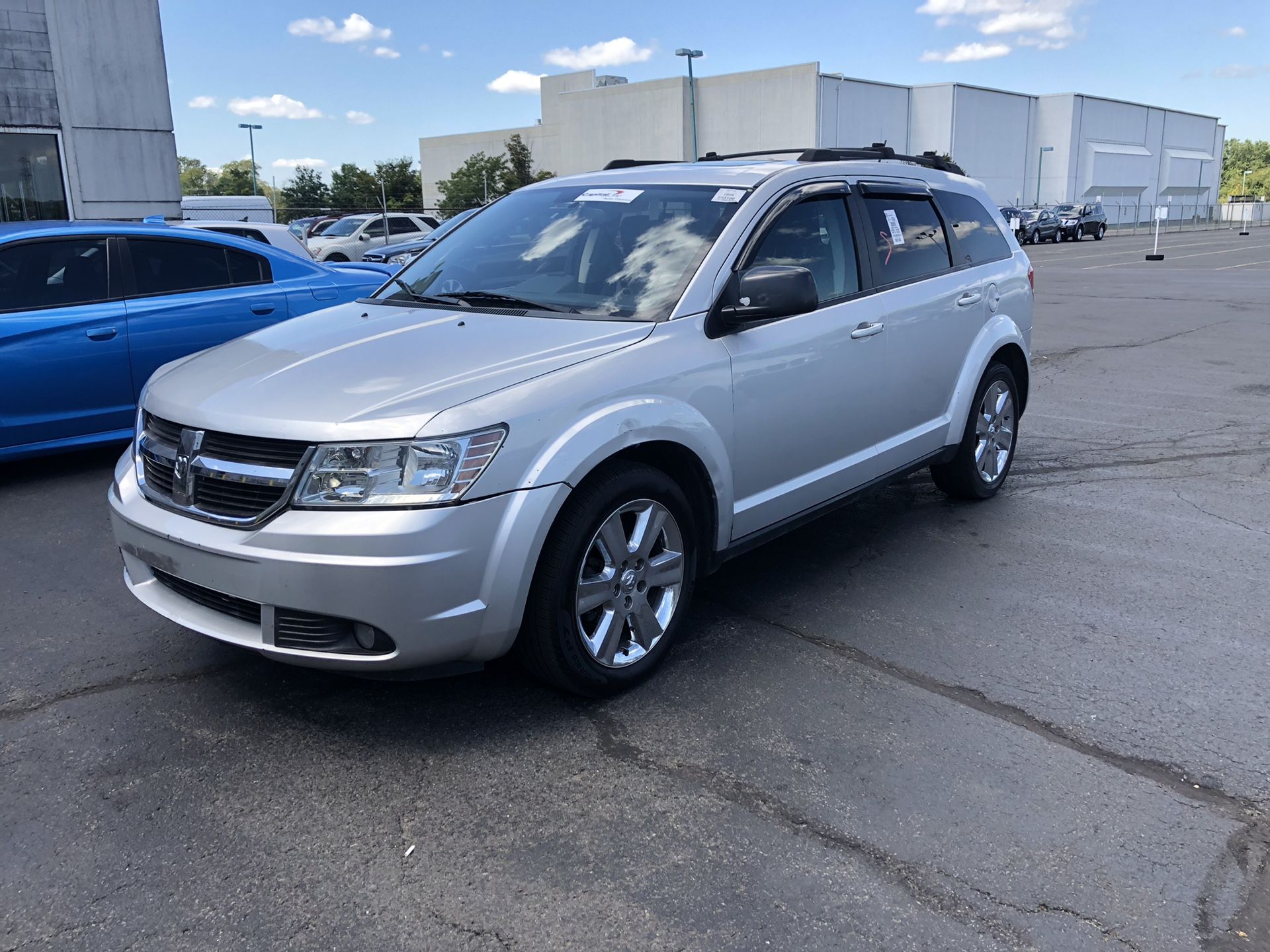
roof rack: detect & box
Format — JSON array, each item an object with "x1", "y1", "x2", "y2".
[
  {"x1": 605, "y1": 159, "x2": 683, "y2": 171},
  {"x1": 798, "y1": 142, "x2": 965, "y2": 175}
]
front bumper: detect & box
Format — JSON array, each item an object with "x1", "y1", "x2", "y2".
[{"x1": 109, "y1": 451, "x2": 569, "y2": 672}]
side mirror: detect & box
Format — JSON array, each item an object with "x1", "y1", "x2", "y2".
[{"x1": 719, "y1": 264, "x2": 820, "y2": 330}]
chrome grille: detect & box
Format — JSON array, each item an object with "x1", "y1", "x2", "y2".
[{"x1": 137, "y1": 414, "x2": 310, "y2": 527}]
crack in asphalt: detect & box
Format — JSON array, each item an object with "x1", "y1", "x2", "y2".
[
  {"x1": 0, "y1": 658, "x2": 247, "y2": 723},
  {"x1": 577, "y1": 702, "x2": 1035, "y2": 948}
]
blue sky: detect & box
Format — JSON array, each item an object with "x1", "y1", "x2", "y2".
[{"x1": 160, "y1": 0, "x2": 1270, "y2": 185}]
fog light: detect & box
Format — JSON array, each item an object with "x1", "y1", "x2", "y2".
[{"x1": 353, "y1": 622, "x2": 374, "y2": 651}]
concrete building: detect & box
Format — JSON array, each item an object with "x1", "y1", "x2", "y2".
[
  {"x1": 419, "y1": 62, "x2": 1226, "y2": 219},
  {"x1": 0, "y1": 0, "x2": 181, "y2": 221}
]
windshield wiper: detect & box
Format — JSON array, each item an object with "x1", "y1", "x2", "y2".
[
  {"x1": 392, "y1": 278, "x2": 464, "y2": 305},
  {"x1": 442, "y1": 291, "x2": 581, "y2": 313}
]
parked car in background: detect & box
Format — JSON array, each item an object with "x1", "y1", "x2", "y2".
[
  {"x1": 181, "y1": 196, "x2": 276, "y2": 222},
  {"x1": 362, "y1": 208, "x2": 480, "y2": 266},
  {"x1": 1015, "y1": 208, "x2": 1058, "y2": 245},
  {"x1": 0, "y1": 221, "x2": 392, "y2": 461},
  {"x1": 1054, "y1": 202, "x2": 1107, "y2": 241},
  {"x1": 171, "y1": 221, "x2": 312, "y2": 258},
  {"x1": 309, "y1": 212, "x2": 432, "y2": 262},
  {"x1": 109, "y1": 147, "x2": 1033, "y2": 694}
]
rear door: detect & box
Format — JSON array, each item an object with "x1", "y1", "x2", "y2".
[
  {"x1": 856, "y1": 180, "x2": 999, "y2": 473},
  {"x1": 0, "y1": 236, "x2": 135, "y2": 447},
  {"x1": 123, "y1": 237, "x2": 287, "y2": 403}
]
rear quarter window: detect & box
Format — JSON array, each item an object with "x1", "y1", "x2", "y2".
[{"x1": 933, "y1": 189, "x2": 1016, "y2": 264}]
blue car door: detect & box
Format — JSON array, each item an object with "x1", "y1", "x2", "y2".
[
  {"x1": 0, "y1": 236, "x2": 134, "y2": 448},
  {"x1": 123, "y1": 236, "x2": 287, "y2": 396}
]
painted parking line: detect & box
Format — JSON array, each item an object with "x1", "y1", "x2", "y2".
[
  {"x1": 1216, "y1": 260, "x2": 1270, "y2": 272},
  {"x1": 1081, "y1": 245, "x2": 1270, "y2": 272}
]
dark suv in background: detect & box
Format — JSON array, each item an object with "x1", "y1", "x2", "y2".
[{"x1": 1054, "y1": 202, "x2": 1107, "y2": 241}]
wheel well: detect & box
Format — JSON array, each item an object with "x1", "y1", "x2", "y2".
[
  {"x1": 992, "y1": 344, "x2": 1029, "y2": 416},
  {"x1": 605, "y1": 440, "x2": 719, "y2": 573}
]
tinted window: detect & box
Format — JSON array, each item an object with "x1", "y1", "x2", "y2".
[
  {"x1": 0, "y1": 239, "x2": 108, "y2": 311},
  {"x1": 935, "y1": 189, "x2": 1011, "y2": 264},
  {"x1": 864, "y1": 196, "x2": 952, "y2": 284},
  {"x1": 389, "y1": 218, "x2": 419, "y2": 235},
  {"x1": 128, "y1": 239, "x2": 272, "y2": 294},
  {"x1": 749, "y1": 196, "x2": 860, "y2": 302}
]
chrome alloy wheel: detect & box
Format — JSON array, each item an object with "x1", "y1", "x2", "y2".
[
  {"x1": 974, "y1": 379, "x2": 1015, "y2": 485},
  {"x1": 575, "y1": 499, "x2": 685, "y2": 668}
]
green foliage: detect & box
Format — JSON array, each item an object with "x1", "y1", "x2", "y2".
[
  {"x1": 330, "y1": 163, "x2": 380, "y2": 208},
  {"x1": 177, "y1": 155, "x2": 217, "y2": 196},
  {"x1": 499, "y1": 132, "x2": 555, "y2": 194},
  {"x1": 374, "y1": 156, "x2": 423, "y2": 208},
  {"x1": 1222, "y1": 138, "x2": 1270, "y2": 200},
  {"x1": 437, "y1": 152, "x2": 507, "y2": 218},
  {"x1": 282, "y1": 165, "x2": 330, "y2": 208}
]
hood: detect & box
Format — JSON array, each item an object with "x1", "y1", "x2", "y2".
[{"x1": 144, "y1": 302, "x2": 654, "y2": 442}]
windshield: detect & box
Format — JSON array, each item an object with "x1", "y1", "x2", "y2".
[
  {"x1": 378, "y1": 185, "x2": 744, "y2": 320},
  {"x1": 323, "y1": 218, "x2": 366, "y2": 237}
]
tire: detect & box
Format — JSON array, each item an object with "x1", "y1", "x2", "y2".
[
  {"x1": 931, "y1": 363, "x2": 1019, "y2": 499},
  {"x1": 513, "y1": 462, "x2": 697, "y2": 697}
]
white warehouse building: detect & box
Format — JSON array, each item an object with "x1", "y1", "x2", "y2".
[{"x1": 419, "y1": 63, "x2": 1226, "y2": 221}]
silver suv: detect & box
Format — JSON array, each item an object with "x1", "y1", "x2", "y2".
[{"x1": 109, "y1": 150, "x2": 1033, "y2": 694}]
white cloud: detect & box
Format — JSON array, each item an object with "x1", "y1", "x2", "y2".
[
  {"x1": 273, "y1": 159, "x2": 330, "y2": 169},
  {"x1": 922, "y1": 43, "x2": 1009, "y2": 62},
  {"x1": 485, "y1": 70, "x2": 546, "y2": 93},
  {"x1": 287, "y1": 13, "x2": 392, "y2": 43},
  {"x1": 542, "y1": 37, "x2": 653, "y2": 70},
  {"x1": 229, "y1": 93, "x2": 324, "y2": 119},
  {"x1": 1213, "y1": 62, "x2": 1270, "y2": 79},
  {"x1": 917, "y1": 0, "x2": 1085, "y2": 54}
]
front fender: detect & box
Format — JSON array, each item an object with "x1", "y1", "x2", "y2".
[
  {"x1": 522, "y1": 396, "x2": 733, "y2": 548},
  {"x1": 944, "y1": 313, "x2": 1031, "y2": 446}
]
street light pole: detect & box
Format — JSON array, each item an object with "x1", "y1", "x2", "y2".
[
  {"x1": 1037, "y1": 146, "x2": 1054, "y2": 208},
  {"x1": 239, "y1": 122, "x2": 264, "y2": 196},
  {"x1": 675, "y1": 47, "x2": 705, "y2": 161}
]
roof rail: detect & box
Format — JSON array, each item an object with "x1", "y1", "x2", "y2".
[
  {"x1": 605, "y1": 159, "x2": 683, "y2": 171},
  {"x1": 697, "y1": 147, "x2": 808, "y2": 163},
  {"x1": 798, "y1": 142, "x2": 965, "y2": 175}
]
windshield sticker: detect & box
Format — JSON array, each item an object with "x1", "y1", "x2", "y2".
[
  {"x1": 882, "y1": 208, "x2": 904, "y2": 245},
  {"x1": 573, "y1": 188, "x2": 644, "y2": 204}
]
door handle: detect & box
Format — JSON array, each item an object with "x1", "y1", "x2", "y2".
[{"x1": 851, "y1": 321, "x2": 886, "y2": 340}]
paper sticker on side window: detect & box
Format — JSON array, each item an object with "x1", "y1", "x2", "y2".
[
  {"x1": 882, "y1": 208, "x2": 904, "y2": 245},
  {"x1": 573, "y1": 188, "x2": 644, "y2": 204}
]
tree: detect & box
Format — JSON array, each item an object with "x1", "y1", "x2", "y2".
[
  {"x1": 499, "y1": 132, "x2": 555, "y2": 194},
  {"x1": 216, "y1": 159, "x2": 269, "y2": 196},
  {"x1": 282, "y1": 165, "x2": 330, "y2": 208},
  {"x1": 177, "y1": 155, "x2": 217, "y2": 196},
  {"x1": 374, "y1": 156, "x2": 423, "y2": 208},
  {"x1": 1222, "y1": 138, "x2": 1270, "y2": 198},
  {"x1": 437, "y1": 152, "x2": 507, "y2": 218},
  {"x1": 330, "y1": 163, "x2": 380, "y2": 208}
]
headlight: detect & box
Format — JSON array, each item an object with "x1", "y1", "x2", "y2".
[{"x1": 294, "y1": 426, "x2": 507, "y2": 508}]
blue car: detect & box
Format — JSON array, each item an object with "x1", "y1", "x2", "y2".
[{"x1": 0, "y1": 222, "x2": 394, "y2": 461}]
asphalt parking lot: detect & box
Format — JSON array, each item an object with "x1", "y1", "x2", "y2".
[{"x1": 0, "y1": 229, "x2": 1270, "y2": 952}]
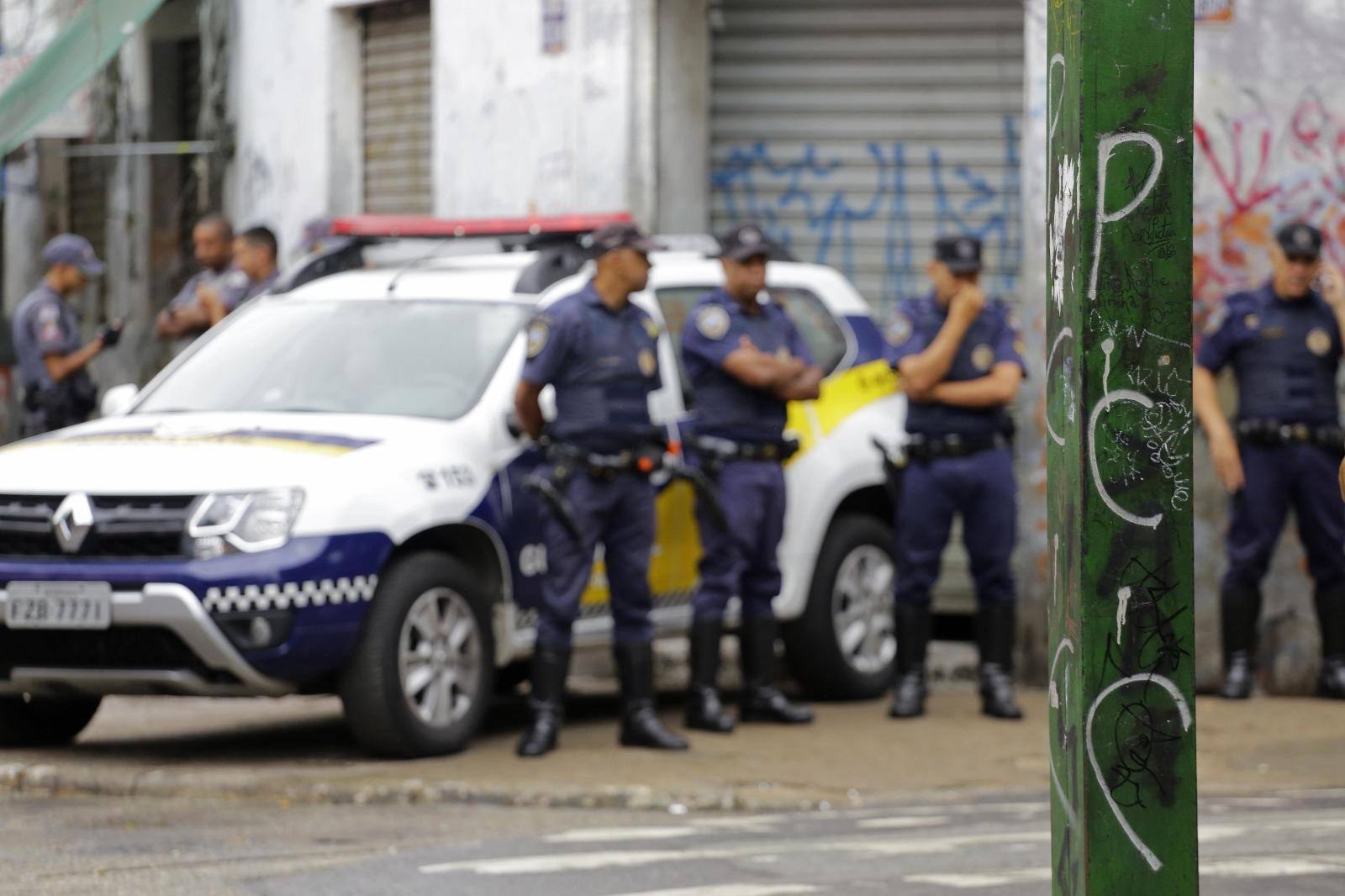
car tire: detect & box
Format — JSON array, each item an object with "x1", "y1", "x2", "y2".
[
  {"x1": 0, "y1": 697, "x2": 103, "y2": 746},
  {"x1": 784, "y1": 514, "x2": 896, "y2": 699},
  {"x1": 338, "y1": 551, "x2": 495, "y2": 757}
]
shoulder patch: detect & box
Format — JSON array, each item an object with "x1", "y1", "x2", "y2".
[
  {"x1": 527, "y1": 318, "x2": 551, "y2": 358},
  {"x1": 695, "y1": 305, "x2": 729, "y2": 340},
  {"x1": 883, "y1": 311, "x2": 915, "y2": 345},
  {"x1": 1205, "y1": 304, "x2": 1228, "y2": 336}
]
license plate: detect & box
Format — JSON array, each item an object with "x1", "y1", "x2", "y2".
[{"x1": 5, "y1": 581, "x2": 112, "y2": 630}]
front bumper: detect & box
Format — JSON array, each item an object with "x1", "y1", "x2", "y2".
[
  {"x1": 0, "y1": 582, "x2": 294, "y2": 697},
  {"x1": 0, "y1": 533, "x2": 393, "y2": 696}
]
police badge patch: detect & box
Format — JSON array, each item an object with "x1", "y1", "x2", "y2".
[
  {"x1": 1307, "y1": 327, "x2": 1332, "y2": 358},
  {"x1": 695, "y1": 305, "x2": 729, "y2": 339},
  {"x1": 527, "y1": 318, "x2": 551, "y2": 358},
  {"x1": 883, "y1": 311, "x2": 915, "y2": 345}
]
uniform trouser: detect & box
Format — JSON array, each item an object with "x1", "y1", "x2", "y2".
[
  {"x1": 695, "y1": 460, "x2": 784, "y2": 619},
  {"x1": 536, "y1": 472, "x2": 655, "y2": 647},
  {"x1": 1224, "y1": 444, "x2": 1345, "y2": 591},
  {"x1": 896, "y1": 448, "x2": 1018, "y2": 605}
]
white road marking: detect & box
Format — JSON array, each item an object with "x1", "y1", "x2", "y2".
[
  {"x1": 543, "y1": 827, "x2": 701, "y2": 844},
  {"x1": 1200, "y1": 856, "x2": 1345, "y2": 880},
  {"x1": 602, "y1": 884, "x2": 818, "y2": 896},
  {"x1": 856, "y1": 815, "x2": 948, "y2": 830},
  {"x1": 419, "y1": 830, "x2": 1051, "y2": 876},
  {"x1": 903, "y1": 867, "x2": 1051, "y2": 889}
]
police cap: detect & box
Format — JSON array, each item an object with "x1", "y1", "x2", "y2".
[
  {"x1": 589, "y1": 222, "x2": 664, "y2": 257},
  {"x1": 715, "y1": 224, "x2": 780, "y2": 261},
  {"x1": 42, "y1": 233, "x2": 106, "y2": 277},
  {"x1": 1275, "y1": 220, "x2": 1322, "y2": 261},
  {"x1": 933, "y1": 237, "x2": 980, "y2": 275}
]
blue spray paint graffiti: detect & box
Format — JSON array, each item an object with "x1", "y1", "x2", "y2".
[{"x1": 710, "y1": 116, "x2": 1022, "y2": 304}]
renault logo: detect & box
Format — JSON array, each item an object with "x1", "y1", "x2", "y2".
[{"x1": 51, "y1": 491, "x2": 92, "y2": 554}]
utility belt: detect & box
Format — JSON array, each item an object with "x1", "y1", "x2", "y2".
[
  {"x1": 23, "y1": 376, "x2": 98, "y2": 419},
  {"x1": 546, "y1": 441, "x2": 666, "y2": 482},
  {"x1": 906, "y1": 432, "x2": 1013, "y2": 461},
  {"x1": 1237, "y1": 419, "x2": 1345, "y2": 453},
  {"x1": 691, "y1": 436, "x2": 799, "y2": 466}
]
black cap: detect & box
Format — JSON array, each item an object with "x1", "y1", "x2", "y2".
[
  {"x1": 1275, "y1": 220, "x2": 1322, "y2": 261},
  {"x1": 933, "y1": 237, "x2": 980, "y2": 273},
  {"x1": 589, "y1": 222, "x2": 666, "y2": 257},
  {"x1": 715, "y1": 224, "x2": 780, "y2": 261}
]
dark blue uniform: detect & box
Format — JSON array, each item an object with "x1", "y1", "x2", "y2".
[
  {"x1": 682, "y1": 289, "x2": 814, "y2": 619},
  {"x1": 523, "y1": 282, "x2": 662, "y2": 648},
  {"x1": 13, "y1": 284, "x2": 94, "y2": 436},
  {"x1": 1195, "y1": 284, "x2": 1345, "y2": 589},
  {"x1": 888, "y1": 296, "x2": 1024, "y2": 605}
]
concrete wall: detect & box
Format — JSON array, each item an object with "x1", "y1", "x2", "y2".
[{"x1": 1018, "y1": 0, "x2": 1345, "y2": 693}]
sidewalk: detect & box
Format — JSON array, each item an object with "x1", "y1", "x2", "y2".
[{"x1": 0, "y1": 683, "x2": 1345, "y2": 811}]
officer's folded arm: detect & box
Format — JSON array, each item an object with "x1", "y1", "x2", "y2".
[
  {"x1": 928, "y1": 361, "x2": 1022, "y2": 408},
  {"x1": 42, "y1": 335, "x2": 103, "y2": 382},
  {"x1": 514, "y1": 379, "x2": 546, "y2": 439}
]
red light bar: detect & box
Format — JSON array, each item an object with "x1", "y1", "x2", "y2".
[{"x1": 331, "y1": 211, "x2": 630, "y2": 237}]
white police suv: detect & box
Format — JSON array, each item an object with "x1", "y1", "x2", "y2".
[{"x1": 0, "y1": 218, "x2": 904, "y2": 756}]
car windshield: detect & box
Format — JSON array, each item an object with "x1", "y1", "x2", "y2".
[{"x1": 134, "y1": 298, "x2": 530, "y2": 419}]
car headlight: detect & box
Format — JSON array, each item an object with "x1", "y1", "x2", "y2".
[{"x1": 187, "y1": 488, "x2": 304, "y2": 560}]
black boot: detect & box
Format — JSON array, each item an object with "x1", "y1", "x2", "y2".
[
  {"x1": 686, "y1": 619, "x2": 733, "y2": 735},
  {"x1": 1219, "y1": 587, "x2": 1260, "y2": 699},
  {"x1": 1316, "y1": 587, "x2": 1345, "y2": 699},
  {"x1": 738, "y1": 616, "x2": 812, "y2": 725},
  {"x1": 612, "y1": 641, "x2": 688, "y2": 750},
  {"x1": 518, "y1": 645, "x2": 570, "y2": 757},
  {"x1": 888, "y1": 604, "x2": 930, "y2": 719},
  {"x1": 977, "y1": 604, "x2": 1022, "y2": 719}
]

· · ·

Report how many lines of the records above contain the string "building", matching case exactly. Give only the number.

2